▶ **EXERCISE AIM**
Pull every line that includes the word "stone" from the data.

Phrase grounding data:
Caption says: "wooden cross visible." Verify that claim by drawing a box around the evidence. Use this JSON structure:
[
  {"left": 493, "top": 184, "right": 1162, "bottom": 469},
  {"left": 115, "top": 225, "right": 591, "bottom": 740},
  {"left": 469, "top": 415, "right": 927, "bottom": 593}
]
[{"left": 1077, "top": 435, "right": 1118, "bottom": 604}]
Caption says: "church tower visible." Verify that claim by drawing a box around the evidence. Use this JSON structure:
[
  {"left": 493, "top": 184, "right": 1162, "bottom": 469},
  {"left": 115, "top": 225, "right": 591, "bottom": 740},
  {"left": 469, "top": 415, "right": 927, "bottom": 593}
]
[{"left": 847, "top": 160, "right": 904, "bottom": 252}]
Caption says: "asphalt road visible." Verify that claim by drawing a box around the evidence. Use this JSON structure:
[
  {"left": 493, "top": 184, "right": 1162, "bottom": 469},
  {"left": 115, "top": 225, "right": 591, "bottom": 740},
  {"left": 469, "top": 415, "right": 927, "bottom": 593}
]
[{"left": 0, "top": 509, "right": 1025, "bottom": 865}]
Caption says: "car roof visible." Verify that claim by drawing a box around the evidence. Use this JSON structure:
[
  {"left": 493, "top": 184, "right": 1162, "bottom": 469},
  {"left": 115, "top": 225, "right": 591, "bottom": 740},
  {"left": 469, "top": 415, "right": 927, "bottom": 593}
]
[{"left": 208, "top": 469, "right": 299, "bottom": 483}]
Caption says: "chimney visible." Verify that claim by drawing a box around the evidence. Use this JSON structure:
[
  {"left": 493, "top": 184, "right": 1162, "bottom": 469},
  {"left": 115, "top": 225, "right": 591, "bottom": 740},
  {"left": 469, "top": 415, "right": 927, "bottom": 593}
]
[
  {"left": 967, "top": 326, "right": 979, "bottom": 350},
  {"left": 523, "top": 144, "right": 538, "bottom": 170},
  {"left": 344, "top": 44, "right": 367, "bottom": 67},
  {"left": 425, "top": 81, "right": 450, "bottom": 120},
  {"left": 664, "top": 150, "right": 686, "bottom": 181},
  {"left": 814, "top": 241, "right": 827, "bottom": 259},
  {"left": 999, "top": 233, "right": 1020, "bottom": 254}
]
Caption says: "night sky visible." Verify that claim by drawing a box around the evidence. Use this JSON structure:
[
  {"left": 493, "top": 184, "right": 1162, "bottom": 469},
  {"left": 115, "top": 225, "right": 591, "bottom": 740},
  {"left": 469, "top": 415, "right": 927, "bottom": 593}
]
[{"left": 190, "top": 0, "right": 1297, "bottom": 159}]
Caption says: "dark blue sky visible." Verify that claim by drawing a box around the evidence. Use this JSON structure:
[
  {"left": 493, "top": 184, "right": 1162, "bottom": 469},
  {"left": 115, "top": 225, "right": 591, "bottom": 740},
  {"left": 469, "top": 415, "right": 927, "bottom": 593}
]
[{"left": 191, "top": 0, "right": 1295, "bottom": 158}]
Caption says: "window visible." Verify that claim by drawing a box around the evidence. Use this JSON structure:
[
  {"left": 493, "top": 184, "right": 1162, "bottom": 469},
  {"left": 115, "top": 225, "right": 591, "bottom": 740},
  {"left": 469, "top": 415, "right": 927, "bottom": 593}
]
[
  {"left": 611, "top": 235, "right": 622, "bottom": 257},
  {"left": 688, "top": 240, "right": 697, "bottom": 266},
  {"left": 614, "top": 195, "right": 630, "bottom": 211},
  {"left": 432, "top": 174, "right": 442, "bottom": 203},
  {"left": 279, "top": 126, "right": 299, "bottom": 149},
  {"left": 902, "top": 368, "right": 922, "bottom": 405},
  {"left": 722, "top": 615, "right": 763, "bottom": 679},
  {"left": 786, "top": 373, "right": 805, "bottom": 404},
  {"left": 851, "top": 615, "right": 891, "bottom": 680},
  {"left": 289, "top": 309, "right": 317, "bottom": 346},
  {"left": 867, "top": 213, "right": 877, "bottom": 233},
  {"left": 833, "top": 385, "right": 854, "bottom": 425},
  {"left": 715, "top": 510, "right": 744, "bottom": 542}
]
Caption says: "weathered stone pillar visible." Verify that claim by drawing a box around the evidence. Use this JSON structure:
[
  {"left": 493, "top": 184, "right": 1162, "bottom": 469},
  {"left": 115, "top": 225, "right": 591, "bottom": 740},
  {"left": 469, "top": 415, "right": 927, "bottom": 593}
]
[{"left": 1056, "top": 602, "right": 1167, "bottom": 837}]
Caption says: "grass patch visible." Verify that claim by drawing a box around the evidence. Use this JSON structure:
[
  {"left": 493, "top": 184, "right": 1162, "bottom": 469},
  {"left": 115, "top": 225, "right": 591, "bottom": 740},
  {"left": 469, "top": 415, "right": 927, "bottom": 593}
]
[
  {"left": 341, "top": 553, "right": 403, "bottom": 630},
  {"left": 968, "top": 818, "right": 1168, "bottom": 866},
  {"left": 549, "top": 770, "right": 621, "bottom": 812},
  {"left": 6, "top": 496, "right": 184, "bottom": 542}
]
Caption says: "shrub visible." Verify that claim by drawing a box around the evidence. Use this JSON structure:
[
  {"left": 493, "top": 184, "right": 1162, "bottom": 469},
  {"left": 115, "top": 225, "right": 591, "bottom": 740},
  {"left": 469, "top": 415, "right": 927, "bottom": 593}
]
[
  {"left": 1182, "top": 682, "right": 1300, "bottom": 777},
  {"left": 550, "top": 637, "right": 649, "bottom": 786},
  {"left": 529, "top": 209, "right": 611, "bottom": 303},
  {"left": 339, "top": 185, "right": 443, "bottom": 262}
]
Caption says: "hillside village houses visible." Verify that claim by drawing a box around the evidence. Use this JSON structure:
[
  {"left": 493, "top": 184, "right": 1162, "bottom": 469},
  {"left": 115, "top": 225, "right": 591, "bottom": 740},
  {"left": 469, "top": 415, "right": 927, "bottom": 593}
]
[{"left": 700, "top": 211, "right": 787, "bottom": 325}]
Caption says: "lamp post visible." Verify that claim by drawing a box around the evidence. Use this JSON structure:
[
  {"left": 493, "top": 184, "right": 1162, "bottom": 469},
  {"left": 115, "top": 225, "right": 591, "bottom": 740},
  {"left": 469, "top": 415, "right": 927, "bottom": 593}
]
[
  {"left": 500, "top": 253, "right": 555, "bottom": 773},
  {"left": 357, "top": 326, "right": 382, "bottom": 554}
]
---
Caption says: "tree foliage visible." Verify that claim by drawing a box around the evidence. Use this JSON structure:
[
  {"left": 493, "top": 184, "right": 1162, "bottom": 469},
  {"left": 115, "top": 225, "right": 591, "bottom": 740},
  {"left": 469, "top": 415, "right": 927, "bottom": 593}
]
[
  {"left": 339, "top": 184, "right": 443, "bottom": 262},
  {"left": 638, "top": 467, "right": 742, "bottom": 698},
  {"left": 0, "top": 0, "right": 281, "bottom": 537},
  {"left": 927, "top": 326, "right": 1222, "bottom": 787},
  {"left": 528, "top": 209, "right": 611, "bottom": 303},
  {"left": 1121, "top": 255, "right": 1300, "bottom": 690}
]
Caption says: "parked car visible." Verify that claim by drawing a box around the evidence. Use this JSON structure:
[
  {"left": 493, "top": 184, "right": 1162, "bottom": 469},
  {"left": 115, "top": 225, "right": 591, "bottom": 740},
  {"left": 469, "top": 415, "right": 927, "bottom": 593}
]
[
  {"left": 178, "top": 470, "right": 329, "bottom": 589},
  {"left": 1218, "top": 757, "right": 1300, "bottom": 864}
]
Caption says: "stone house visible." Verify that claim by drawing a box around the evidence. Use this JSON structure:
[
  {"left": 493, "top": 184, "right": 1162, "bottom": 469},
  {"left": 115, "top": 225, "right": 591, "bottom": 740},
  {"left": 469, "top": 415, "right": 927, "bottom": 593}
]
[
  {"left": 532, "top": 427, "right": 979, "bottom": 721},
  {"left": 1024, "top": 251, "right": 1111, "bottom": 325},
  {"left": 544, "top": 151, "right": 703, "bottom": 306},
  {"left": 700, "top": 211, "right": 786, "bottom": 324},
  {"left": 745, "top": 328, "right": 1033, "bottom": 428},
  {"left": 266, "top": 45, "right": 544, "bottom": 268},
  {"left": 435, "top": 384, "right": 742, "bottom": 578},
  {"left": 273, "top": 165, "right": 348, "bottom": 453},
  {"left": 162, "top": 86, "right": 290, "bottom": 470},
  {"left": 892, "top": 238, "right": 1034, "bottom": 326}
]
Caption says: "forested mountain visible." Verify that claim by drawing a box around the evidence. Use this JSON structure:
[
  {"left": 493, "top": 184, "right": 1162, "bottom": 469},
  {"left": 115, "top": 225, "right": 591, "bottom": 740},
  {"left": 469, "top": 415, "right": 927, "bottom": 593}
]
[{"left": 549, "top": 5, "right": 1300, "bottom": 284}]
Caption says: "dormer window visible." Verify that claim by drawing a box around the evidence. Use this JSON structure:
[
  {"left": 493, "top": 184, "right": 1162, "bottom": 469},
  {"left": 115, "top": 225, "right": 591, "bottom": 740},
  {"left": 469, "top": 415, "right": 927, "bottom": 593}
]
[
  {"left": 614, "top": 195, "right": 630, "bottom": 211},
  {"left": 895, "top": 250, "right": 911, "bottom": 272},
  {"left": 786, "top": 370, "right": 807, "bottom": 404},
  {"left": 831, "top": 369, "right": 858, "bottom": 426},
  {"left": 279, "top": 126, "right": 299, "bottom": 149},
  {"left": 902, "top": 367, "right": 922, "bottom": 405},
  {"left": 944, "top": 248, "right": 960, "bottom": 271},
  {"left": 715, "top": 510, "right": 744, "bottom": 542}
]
==
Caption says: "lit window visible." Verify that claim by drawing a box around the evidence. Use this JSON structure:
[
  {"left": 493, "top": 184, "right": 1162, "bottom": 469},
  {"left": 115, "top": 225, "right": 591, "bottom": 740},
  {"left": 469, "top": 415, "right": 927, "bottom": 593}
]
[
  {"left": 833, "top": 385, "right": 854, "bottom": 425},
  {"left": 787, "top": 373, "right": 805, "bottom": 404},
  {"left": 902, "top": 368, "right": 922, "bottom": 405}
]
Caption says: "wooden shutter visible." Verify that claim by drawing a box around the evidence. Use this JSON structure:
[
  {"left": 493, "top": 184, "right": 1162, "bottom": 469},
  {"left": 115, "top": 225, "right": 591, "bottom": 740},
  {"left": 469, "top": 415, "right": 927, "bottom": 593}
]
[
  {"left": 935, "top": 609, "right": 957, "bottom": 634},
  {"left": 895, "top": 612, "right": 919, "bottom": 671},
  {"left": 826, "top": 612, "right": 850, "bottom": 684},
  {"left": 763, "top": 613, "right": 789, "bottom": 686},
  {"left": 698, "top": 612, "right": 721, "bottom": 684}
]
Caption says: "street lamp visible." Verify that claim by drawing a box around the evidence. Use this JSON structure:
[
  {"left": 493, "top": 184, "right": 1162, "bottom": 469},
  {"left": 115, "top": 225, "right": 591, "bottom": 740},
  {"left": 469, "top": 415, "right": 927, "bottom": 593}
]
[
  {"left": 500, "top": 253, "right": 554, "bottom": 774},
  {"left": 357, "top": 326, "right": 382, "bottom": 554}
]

▶ **YOUR SOLUTION**
Caption says: "weathered stone pillar visible." Verify that claim by drawing a box around the evidence. Use this JSON structure:
Caption says: "stone house visible." Verify that claim by drawing a box around the evidence. Use this JSON structure:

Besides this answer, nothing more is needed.